=== What to do ===
Write out all of the data without omission, exactly as shown.

=== Data for analysis ===
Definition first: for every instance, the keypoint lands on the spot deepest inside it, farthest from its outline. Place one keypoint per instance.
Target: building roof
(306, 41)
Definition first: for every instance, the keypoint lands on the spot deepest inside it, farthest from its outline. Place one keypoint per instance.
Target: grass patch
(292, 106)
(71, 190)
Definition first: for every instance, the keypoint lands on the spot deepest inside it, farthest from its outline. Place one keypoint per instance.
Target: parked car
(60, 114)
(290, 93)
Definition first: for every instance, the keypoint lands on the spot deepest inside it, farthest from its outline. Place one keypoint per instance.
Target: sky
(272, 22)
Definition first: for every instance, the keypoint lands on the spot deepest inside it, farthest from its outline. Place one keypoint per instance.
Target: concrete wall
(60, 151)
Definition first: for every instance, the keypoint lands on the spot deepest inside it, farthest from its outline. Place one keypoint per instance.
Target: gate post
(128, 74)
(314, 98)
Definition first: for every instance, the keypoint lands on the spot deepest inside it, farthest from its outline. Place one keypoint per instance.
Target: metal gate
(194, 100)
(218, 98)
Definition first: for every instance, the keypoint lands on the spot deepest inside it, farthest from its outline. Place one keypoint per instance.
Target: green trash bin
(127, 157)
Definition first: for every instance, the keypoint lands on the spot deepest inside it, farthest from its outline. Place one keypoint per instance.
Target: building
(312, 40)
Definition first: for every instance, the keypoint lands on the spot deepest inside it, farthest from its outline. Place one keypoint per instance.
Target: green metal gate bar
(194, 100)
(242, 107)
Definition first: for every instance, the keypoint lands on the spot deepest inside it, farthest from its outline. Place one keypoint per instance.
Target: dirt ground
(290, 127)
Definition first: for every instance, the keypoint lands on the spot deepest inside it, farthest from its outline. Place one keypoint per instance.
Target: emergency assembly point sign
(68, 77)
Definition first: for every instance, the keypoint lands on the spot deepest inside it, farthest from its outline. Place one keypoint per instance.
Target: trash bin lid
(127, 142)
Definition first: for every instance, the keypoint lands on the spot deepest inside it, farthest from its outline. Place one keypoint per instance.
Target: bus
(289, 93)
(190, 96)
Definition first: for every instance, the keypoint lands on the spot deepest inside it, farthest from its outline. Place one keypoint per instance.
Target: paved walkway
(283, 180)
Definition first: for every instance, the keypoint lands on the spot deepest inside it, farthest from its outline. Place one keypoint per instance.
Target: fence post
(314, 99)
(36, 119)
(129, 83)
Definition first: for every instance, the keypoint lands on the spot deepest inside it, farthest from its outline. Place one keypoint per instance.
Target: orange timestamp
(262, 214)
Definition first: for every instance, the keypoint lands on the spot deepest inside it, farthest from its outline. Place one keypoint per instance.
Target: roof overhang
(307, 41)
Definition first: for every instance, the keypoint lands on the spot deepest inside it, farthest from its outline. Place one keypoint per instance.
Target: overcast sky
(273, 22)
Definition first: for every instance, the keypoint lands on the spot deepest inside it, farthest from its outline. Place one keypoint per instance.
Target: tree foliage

=== Exercise output ===
Definition first: for every instance, the keypoint lands on the spot deepest inside it, farthest from its outline. Place one keypoint per instance.
Target: building roof
(306, 41)
Definition first: for every instance, the keypoint lands on the spot deepest inside it, farthest from its outline. Place one keypoint per instance.
Target: grass patch
(292, 106)
(71, 190)
Definition first: for every instance, the keypoint lands on the spot deepest inside it, farthest from its outline. Place one keypoint per instance.
Target: parked car
(60, 114)
(290, 93)
Definition first: for every instance, the keypoint lands on the spot deepest inside it, farthest from its outline. Place one keypoint per instance.
Target: sky
(272, 22)
Definition first: for every instance, the keypoint lands on the spot deepest inside it, farthest from its outline. Place one keypoint per instance.
Target: concrete wall
(60, 151)
Definition first: for every instance, the keypoint lands on the spot deepest inside it, farthest from its outline. Place one keypoint per instance.
Target: gate post
(128, 74)
(314, 98)
Definition first: for every instance, the keypoint lands on the spot deepest inside it, farthest from its outline. Place one keypoint per instance.
Target: metal gate
(194, 100)
(218, 98)
Definition first: for every instance, the keypoint lands on the spot deepest inside it, farthest from its outline. Place one keypoint per instance.
Target: green trash bin
(127, 157)
Definition first: for every instance, the keypoint lands on the spot deepest inside it, farthest from its outline. Place one keypoint per instance.
Target: building
(312, 40)
Definition first: for every instance, the keypoint lands on the spot deepest inside it, farthest from its outline. Place one keypoint per instance.
Target: green metal gate bar
(194, 100)
(242, 107)
Definition first: for every instance, the keypoint lands on the spot deepest inside it, farthest from its outline. Place one keypoint per instance.
Target: dirt ground
(290, 127)
Definition first: for every instance, the keypoint lands on the spot deepest inside it, farthest from its outline. Place one keypoint per instance.
Target: emergency assembly point sign
(68, 77)
Definition first: for every instance, the keypoint lands on the spot deepest inside it, farthest from its outline. Place one keypoint per instance.
Target: trash bin lid
(127, 142)
Definition first: for every instance, the keypoint lands on the spot deepest inside it, farthest from its outline. Place one keypoint per instance.
Target: bus
(289, 93)
(190, 96)
Definition first: for every instance, the keypoint lands on the spot deepest inside it, farthest from its outline. Place one keypoint per instance.
Target: paved walkway
(283, 180)
Definition first: for every instance, the keypoint lands on the spot deepest inside it, farthest from its outline. Place one keypoint per instance.
Target: fence post
(314, 99)
(36, 119)
(129, 83)
Definition first: for every instance, the keypoint lands on the spot deepest inside it, farthest from its outline. Place one keypoint per instance.
Target: orange timestamp
(262, 214)
Definition first: for every instance, the keypoint lands on the spot deepest inside it, farthest from its outline. Place one keypoint per instance.
Target: roof overhang
(307, 41)
Definition first: for every instance, the keypoint lands on the spot deepest inside it, farthest from its outline. Place one keypoint per instance.
Target: overcast sky
(273, 22)
Definition first: for every instance, the keypoint lands on the spot deepest inside it, farthest from its outline. Place one keypoint per instance.
Target: tree foliage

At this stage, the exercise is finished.